Location identification items
◆ ◆ ◆ ◆ ◆

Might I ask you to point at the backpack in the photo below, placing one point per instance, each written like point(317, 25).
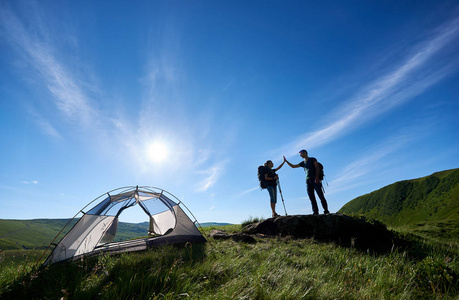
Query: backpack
point(321, 171)
point(261, 176)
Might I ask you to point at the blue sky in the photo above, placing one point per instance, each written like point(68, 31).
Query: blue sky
point(92, 90)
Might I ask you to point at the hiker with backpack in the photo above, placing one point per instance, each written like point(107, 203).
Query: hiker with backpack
point(268, 179)
point(313, 180)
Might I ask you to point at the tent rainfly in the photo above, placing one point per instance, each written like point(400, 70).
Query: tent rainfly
point(94, 232)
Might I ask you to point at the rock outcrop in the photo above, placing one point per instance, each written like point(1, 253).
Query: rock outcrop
point(341, 229)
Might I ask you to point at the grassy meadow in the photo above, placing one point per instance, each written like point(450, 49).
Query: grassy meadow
point(273, 268)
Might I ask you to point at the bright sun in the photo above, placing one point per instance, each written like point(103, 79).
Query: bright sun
point(157, 152)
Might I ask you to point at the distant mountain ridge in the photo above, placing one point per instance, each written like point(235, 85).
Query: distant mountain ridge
point(38, 233)
point(429, 199)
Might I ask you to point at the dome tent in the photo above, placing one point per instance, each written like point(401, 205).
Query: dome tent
point(94, 232)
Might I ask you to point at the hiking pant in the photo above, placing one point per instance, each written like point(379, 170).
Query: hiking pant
point(272, 190)
point(311, 187)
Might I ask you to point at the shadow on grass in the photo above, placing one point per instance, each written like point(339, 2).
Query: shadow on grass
point(132, 275)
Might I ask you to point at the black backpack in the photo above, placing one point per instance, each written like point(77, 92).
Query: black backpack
point(321, 171)
point(261, 176)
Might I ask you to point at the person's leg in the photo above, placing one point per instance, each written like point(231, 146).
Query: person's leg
point(272, 190)
point(320, 193)
point(312, 197)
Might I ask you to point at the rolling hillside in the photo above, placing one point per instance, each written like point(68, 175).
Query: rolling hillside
point(38, 233)
point(432, 200)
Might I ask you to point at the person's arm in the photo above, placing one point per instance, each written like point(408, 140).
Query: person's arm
point(291, 165)
point(271, 178)
point(316, 165)
point(280, 166)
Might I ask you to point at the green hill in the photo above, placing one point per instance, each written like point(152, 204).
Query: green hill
point(38, 233)
point(428, 201)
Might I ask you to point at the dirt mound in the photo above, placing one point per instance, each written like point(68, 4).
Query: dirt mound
point(341, 229)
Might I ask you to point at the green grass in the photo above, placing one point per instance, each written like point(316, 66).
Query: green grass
point(273, 268)
point(434, 198)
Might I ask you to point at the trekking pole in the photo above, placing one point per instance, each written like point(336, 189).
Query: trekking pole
point(280, 191)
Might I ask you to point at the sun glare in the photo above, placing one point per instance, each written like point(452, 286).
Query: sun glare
point(157, 152)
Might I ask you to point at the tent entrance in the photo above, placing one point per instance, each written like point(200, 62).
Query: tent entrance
point(95, 232)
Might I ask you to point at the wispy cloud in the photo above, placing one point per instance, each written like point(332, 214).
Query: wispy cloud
point(211, 176)
point(421, 69)
point(30, 182)
point(37, 51)
point(375, 160)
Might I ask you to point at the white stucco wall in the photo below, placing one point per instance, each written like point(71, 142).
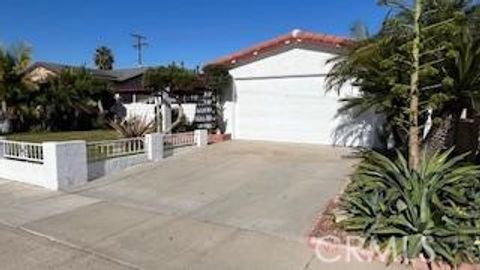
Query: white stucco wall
point(283, 98)
point(101, 168)
point(26, 172)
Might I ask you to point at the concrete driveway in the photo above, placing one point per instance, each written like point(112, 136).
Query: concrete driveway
point(236, 205)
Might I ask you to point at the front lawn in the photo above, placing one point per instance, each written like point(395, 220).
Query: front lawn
point(91, 135)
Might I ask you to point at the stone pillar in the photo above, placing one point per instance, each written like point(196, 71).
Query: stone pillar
point(2, 145)
point(154, 146)
point(65, 164)
point(166, 117)
point(201, 137)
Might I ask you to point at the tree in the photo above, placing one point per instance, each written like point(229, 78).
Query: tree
point(392, 80)
point(70, 100)
point(103, 58)
point(414, 128)
point(14, 85)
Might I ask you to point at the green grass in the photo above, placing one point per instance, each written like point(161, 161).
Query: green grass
point(92, 135)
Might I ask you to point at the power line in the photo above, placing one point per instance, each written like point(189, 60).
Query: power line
point(140, 43)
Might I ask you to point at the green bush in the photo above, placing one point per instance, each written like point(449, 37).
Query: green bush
point(433, 212)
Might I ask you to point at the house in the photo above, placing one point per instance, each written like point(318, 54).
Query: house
point(279, 93)
point(127, 86)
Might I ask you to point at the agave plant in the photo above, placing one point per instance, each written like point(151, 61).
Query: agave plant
point(133, 127)
point(433, 212)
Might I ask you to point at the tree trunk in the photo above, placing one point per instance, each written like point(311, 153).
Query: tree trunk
point(414, 129)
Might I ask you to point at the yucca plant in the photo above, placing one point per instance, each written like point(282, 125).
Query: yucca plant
point(433, 211)
point(133, 127)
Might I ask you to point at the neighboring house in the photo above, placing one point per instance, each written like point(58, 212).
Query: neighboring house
point(135, 100)
point(279, 93)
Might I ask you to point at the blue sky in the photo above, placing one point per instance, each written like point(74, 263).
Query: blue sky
point(193, 31)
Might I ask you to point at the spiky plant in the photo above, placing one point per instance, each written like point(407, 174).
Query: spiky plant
point(432, 212)
point(133, 127)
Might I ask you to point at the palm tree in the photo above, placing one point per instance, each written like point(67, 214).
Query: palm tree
point(103, 58)
point(14, 85)
point(380, 66)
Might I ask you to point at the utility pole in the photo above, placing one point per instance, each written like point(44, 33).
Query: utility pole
point(140, 43)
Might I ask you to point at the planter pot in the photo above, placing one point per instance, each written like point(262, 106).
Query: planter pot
point(5, 126)
point(216, 138)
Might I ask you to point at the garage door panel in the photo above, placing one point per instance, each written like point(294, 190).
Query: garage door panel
point(285, 110)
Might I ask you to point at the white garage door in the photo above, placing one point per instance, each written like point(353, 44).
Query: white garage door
point(286, 109)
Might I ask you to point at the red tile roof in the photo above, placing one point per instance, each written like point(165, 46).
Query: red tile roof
point(294, 37)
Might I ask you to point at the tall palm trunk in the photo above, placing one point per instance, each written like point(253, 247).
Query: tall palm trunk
point(414, 129)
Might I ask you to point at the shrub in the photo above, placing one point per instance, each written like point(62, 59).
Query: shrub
point(434, 211)
point(133, 127)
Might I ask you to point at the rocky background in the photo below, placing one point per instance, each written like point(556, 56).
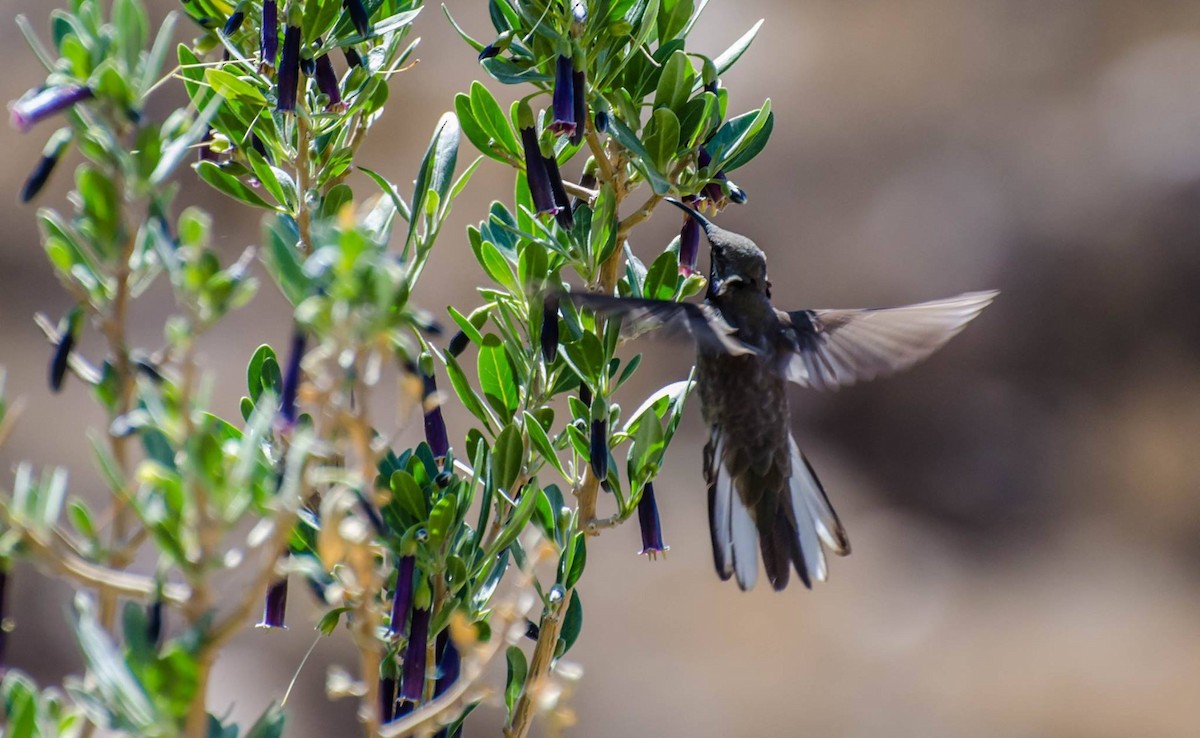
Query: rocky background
point(1024, 508)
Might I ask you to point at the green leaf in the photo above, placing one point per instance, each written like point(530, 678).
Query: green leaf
point(730, 55)
point(508, 456)
point(663, 138)
point(642, 161)
point(573, 624)
point(541, 442)
point(675, 83)
point(496, 377)
point(673, 16)
point(516, 676)
point(213, 174)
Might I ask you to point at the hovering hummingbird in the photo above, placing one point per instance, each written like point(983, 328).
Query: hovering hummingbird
point(762, 492)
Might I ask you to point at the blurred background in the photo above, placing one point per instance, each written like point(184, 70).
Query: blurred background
point(1024, 507)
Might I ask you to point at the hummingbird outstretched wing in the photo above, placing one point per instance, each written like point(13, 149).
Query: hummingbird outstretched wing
point(832, 348)
point(701, 323)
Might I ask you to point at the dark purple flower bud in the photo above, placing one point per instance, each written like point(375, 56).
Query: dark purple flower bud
point(449, 663)
point(564, 216)
point(63, 347)
point(387, 700)
point(205, 153)
point(155, 622)
point(550, 328)
point(580, 97)
point(689, 244)
point(413, 683)
point(327, 82)
point(652, 527)
point(51, 155)
point(292, 381)
point(435, 425)
point(402, 598)
point(289, 71)
point(535, 173)
point(598, 449)
point(563, 123)
point(36, 106)
point(234, 23)
point(276, 607)
point(269, 43)
point(359, 17)
point(459, 343)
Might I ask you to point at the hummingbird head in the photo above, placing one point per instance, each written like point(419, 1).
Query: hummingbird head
point(737, 262)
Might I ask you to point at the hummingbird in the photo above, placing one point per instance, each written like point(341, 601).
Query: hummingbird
point(763, 493)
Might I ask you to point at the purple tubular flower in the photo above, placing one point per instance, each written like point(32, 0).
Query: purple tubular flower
point(537, 175)
point(550, 328)
point(359, 16)
point(276, 607)
point(234, 23)
point(580, 97)
point(327, 82)
point(598, 449)
point(387, 700)
point(402, 598)
point(36, 107)
point(413, 684)
point(289, 71)
point(564, 121)
point(292, 381)
point(652, 527)
point(563, 215)
point(449, 663)
point(689, 244)
point(435, 425)
point(269, 42)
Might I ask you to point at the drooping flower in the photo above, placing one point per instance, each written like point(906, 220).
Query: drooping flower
point(413, 683)
point(234, 23)
point(63, 348)
point(327, 82)
point(563, 216)
point(276, 606)
point(598, 449)
point(550, 328)
point(449, 663)
point(435, 425)
point(563, 121)
point(292, 381)
point(51, 155)
point(651, 525)
point(289, 71)
point(402, 597)
point(269, 41)
point(689, 244)
point(39, 105)
point(387, 700)
point(359, 16)
point(535, 165)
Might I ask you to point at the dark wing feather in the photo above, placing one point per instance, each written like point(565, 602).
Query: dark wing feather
point(833, 348)
point(701, 323)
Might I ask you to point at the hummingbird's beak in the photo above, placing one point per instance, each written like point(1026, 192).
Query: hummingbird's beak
point(695, 214)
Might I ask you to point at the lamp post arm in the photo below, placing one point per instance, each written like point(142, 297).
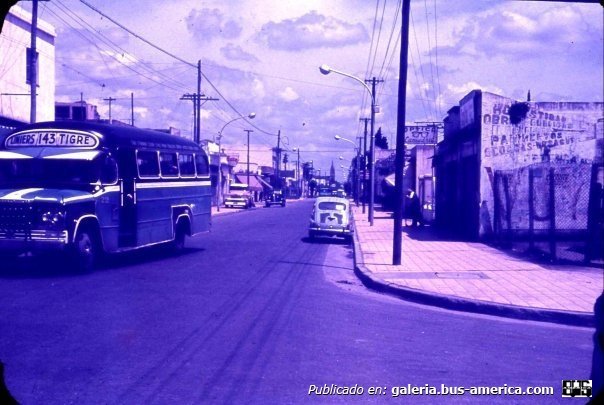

◆ ◆ ◆ ◆ ◆

THE TASK | Begin at the line that has "Might I ask you to point at the rolling" and stop after the line that has "point(428, 201)". Write out those lines again, swapping "hillside" for "slope" and keeping everything else the same.

ANSWER TO THE EXERCISE |
Might I ask you to point at the rolling slope in the photo above, placing one point per instance, each written like point(68, 175).
Query: rolling slope
point(38, 233)
point(432, 200)
Might I ask you to point at the person's arm in the photo above, placing one point per instance, each written like point(408, 140).
Query: person's arm
point(291, 165)
point(271, 178)
point(316, 165)
point(280, 166)
Might I ask you to point at the green hill in the photo above, placing one point per instance, each written like point(152, 204).
Query: green hill
point(38, 233)
point(428, 201)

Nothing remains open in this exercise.